---------- Выбранный отрывок ----------

Меж осинником и ельником
В четверг, 9 мая, исполнилось 95 лет со дня рождения Булата Окуджавы (1924–1997). Последние 10 лет жизни знаменитого поэта были связаны с Переделкином. Весной 1987 года Булат Шалвович получил казенную дачу на улице Довженко, 11. Через два года после его смерти в ней открылся Музей Булата Окуджавы.
О жизни Окуджавы в Переделкине, казалось бы, написано немало. Поэт встречался там с друзьями, принимал журналистов, наконец, упоминал дачу в стихах («Нынче я живу отшельником,/ Меж осинником и ельником…»). Однако подробности его повседневного быта и в мемуарах, и в статьях встречаются на удивление редко. Вдова поэта Ольга Окуджава (на фото), директор Государственного мемориального музея Окуджавы, много лет не делилась с журналистами воспоминаниями о муже. Но для «Новых округов» сделала исключение.

----------

Задание A: Сосчитайте строки, в которых встречается слово «form», с учетом регистра, и укажите только их число.
Строки никак не связаны с отрывком.

---------- Перечень строк ----------

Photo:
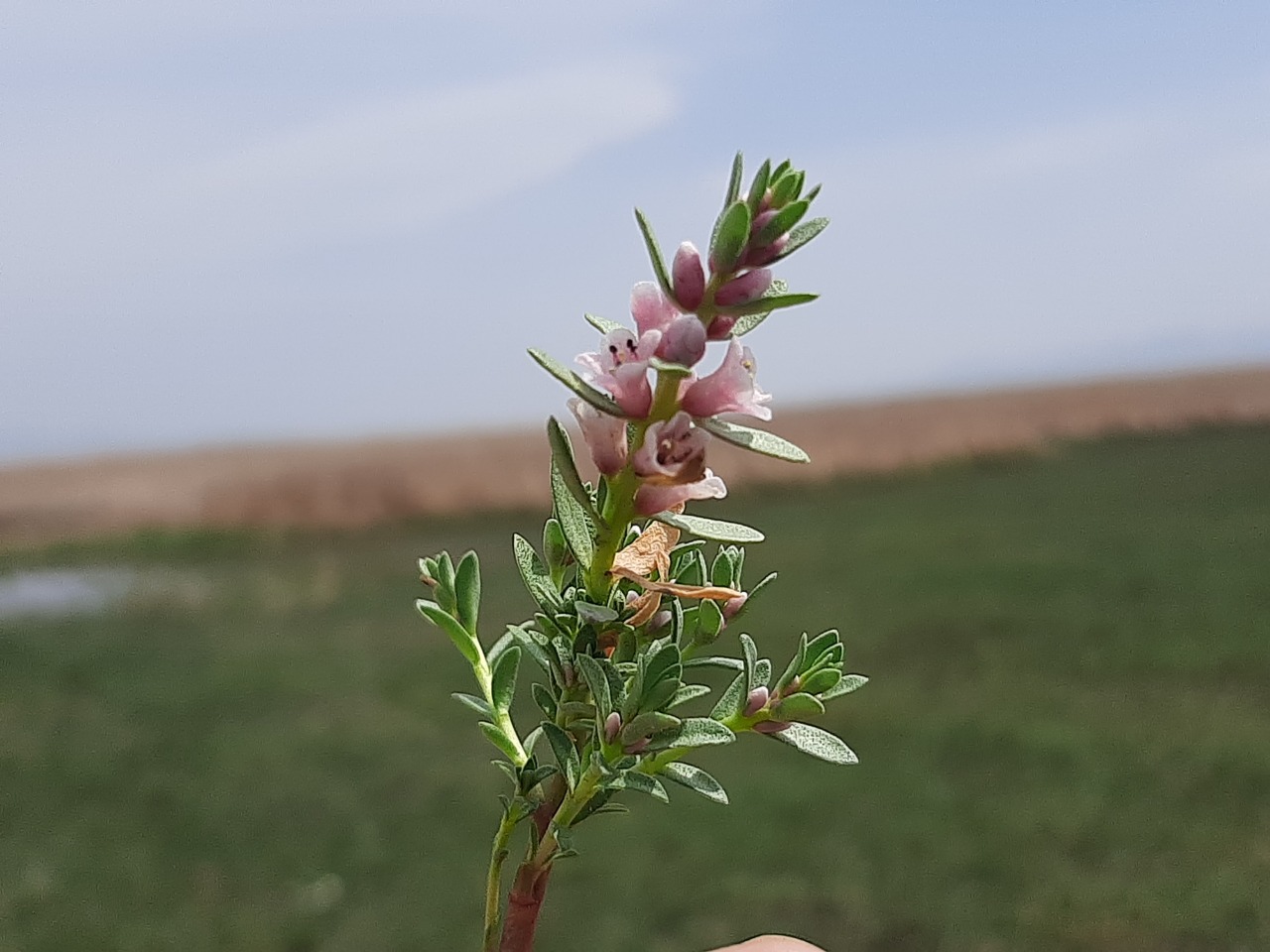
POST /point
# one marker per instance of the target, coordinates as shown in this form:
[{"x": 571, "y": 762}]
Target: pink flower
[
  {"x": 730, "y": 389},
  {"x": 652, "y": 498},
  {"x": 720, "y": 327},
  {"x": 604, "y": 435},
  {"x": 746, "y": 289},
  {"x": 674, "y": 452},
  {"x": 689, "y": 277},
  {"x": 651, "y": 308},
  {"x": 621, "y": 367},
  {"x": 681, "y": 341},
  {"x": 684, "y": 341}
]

----------

Задание B: Определите, соответствуют ли отрывку утверждения (i), (ii) и (iii). Для каждого ответьте «да» или «нет» и приведите решающие слова отрывка дословно в кавычках: (i) Окуджава получил дачу в Переделкине весной 1987 года; (ii) музей в доме поэта открылся через пять лет после его смерти; (iii) Ольга Окуджава часто рассказывала журналистам о муже.

Итоговый ответ A: 1

Итоговый ответ B:
(i) Да: «Весной 1987 года Булат Шалвович получил казенную дачу на улице Довженко, 11».
(ii) Нет: «Через два года после его смерти в ней открылся Музей Булата Окуджавы».
(iii) Нет: «много лет не делилась с журналистами воспоминаниями о муже».